* **Records to process**
>>>>>

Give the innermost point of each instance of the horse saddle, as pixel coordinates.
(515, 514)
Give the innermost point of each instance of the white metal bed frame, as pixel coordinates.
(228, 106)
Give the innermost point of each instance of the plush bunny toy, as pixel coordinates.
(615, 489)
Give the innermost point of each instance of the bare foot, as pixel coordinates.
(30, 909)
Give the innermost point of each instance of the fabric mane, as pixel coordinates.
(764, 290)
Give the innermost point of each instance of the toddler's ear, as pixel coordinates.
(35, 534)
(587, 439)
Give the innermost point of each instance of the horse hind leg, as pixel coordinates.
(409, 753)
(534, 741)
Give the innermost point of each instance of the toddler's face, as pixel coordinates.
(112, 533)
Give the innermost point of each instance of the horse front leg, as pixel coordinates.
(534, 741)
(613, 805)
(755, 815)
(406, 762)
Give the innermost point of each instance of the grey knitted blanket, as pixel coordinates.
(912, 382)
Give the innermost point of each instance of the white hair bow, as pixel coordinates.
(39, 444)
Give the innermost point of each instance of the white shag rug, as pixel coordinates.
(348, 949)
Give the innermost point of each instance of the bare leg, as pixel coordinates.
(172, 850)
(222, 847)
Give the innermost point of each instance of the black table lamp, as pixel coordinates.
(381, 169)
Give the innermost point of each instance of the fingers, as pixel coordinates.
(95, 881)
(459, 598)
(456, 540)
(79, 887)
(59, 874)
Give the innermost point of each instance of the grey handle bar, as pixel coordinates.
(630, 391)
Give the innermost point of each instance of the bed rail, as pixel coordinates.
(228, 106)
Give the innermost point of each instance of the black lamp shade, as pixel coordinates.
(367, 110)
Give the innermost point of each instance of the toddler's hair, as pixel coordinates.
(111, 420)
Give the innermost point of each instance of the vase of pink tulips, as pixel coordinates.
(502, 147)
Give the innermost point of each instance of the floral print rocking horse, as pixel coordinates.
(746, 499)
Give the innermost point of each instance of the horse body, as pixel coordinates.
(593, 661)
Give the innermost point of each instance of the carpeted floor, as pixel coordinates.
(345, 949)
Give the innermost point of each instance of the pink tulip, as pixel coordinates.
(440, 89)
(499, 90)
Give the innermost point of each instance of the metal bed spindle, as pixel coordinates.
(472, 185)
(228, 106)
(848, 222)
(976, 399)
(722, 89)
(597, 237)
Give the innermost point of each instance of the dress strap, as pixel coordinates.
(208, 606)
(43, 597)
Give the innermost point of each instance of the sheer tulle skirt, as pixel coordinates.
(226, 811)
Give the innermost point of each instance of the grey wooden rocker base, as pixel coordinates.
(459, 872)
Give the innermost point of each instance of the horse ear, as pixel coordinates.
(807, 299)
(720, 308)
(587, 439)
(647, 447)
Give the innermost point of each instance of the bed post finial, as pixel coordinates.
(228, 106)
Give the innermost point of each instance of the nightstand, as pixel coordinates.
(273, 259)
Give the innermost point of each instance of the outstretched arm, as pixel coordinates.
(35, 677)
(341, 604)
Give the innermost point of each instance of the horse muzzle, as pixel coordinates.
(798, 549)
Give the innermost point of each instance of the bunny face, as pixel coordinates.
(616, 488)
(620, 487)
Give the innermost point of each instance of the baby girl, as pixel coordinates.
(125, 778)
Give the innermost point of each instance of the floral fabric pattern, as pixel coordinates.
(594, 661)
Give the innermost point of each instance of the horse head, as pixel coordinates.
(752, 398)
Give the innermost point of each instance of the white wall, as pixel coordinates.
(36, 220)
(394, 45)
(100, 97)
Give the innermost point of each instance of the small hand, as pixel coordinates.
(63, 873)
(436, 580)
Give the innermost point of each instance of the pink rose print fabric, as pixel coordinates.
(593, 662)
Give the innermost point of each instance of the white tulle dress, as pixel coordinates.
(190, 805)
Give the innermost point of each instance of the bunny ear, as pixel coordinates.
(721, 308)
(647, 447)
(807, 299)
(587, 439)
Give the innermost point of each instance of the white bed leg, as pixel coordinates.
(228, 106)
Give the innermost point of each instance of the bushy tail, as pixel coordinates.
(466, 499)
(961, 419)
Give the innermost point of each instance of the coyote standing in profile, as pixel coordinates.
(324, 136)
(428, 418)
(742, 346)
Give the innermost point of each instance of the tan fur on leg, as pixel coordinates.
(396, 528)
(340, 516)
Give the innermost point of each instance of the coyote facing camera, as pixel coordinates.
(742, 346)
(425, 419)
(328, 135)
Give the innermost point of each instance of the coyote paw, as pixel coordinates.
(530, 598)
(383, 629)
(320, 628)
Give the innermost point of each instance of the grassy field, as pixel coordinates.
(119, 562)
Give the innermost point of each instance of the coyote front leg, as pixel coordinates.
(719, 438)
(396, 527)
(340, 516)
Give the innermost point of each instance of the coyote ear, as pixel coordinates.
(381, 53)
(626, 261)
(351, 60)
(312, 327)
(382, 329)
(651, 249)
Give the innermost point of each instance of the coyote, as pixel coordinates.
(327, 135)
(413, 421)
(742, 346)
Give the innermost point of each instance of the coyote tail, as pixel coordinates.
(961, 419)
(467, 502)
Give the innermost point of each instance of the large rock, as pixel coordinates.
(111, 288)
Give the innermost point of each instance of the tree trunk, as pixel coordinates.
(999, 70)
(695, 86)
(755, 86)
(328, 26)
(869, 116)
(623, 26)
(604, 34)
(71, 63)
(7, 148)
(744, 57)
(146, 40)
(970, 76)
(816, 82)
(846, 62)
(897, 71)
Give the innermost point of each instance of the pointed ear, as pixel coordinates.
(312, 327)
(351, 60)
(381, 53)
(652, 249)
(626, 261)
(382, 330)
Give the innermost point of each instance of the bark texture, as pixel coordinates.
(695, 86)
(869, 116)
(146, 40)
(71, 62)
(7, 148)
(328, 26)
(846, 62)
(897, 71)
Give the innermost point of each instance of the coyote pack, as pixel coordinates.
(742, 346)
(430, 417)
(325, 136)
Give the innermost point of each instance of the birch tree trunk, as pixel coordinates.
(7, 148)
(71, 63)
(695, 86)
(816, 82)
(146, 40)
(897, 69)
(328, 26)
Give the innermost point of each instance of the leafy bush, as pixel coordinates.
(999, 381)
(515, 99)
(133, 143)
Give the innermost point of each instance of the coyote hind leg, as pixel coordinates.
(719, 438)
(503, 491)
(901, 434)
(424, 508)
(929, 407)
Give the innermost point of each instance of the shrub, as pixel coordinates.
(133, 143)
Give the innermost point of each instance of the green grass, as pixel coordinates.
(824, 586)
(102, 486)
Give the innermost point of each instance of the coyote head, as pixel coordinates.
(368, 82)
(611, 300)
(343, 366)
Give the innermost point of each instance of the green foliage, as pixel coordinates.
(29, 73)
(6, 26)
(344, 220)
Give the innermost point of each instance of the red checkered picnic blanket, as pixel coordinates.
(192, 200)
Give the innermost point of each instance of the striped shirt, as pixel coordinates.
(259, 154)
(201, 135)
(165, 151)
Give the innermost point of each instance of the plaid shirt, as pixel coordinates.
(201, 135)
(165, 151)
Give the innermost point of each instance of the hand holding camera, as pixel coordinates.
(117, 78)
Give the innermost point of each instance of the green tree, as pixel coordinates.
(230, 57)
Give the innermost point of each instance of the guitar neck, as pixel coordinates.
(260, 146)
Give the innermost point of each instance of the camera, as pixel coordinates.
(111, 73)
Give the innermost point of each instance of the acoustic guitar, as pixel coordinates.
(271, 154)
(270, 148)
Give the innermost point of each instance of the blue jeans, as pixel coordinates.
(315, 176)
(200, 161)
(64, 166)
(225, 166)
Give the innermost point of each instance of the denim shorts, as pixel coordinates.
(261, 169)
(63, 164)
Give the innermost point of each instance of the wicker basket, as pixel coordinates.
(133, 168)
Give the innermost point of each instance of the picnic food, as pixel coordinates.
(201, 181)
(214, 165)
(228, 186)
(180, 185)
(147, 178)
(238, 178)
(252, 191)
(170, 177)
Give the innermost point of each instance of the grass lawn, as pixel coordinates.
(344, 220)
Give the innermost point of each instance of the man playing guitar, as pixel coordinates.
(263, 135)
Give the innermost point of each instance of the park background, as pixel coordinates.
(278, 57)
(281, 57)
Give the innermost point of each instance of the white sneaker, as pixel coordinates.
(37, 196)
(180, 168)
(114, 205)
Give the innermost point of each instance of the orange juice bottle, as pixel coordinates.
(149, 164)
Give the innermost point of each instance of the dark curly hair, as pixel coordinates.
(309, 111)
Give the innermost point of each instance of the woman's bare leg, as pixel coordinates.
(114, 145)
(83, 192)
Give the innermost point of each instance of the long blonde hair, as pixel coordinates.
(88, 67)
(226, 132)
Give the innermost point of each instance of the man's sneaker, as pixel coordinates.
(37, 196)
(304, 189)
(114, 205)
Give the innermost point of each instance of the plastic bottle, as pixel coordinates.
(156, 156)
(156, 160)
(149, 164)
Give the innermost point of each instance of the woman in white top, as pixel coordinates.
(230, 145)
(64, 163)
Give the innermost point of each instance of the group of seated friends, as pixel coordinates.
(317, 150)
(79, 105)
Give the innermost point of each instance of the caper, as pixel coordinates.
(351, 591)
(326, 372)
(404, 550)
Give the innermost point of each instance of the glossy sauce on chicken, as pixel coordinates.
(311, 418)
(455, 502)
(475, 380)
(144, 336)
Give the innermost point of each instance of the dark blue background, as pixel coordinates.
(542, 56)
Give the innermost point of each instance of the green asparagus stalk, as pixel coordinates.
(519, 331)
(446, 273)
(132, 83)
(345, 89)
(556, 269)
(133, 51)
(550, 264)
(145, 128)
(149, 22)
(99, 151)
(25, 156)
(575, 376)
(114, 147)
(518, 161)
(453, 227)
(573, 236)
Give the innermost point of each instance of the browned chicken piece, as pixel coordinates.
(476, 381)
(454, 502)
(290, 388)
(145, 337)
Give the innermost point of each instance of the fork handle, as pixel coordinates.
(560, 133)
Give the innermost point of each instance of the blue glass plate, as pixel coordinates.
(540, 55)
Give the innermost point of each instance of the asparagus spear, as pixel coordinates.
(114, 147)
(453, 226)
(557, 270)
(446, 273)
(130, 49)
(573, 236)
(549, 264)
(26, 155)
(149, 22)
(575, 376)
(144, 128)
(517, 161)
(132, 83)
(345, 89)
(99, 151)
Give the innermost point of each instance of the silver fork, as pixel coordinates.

<<<<<

* **Exercise prompt**
Quote only the lines from the one containing "Give the innermost point of each instance of the dark blue" through the final line of the records, with both ends included.

* **Exercise answer**
Give the innermost point of each instance of the dark blue background, as pixel coordinates.
(542, 56)
Give the innermost point of each instance of the green asparagus stalk, as pixel coordinates.
(519, 331)
(446, 273)
(132, 83)
(345, 89)
(556, 269)
(133, 51)
(550, 264)
(145, 128)
(149, 22)
(99, 151)
(25, 156)
(575, 376)
(114, 147)
(518, 161)
(453, 227)
(573, 236)
Give the innermost point of each instance of the browned chicken piece, as pixel coordinates.
(476, 381)
(454, 502)
(290, 388)
(145, 337)
Give the innermost point of each instance of the fork handle, as pixel coordinates.
(560, 133)
Give the innermost point of each instance of the blue glass plate, as pixel coordinates.
(540, 55)
Give the innermost point of each instance of the asparagus spear, as pixel coordinates.
(114, 147)
(453, 226)
(557, 270)
(446, 273)
(130, 49)
(573, 236)
(549, 264)
(26, 155)
(149, 22)
(575, 376)
(144, 128)
(517, 161)
(132, 83)
(345, 89)
(99, 151)
Give the innermost point of each instance of the silver fork, as pixel coordinates.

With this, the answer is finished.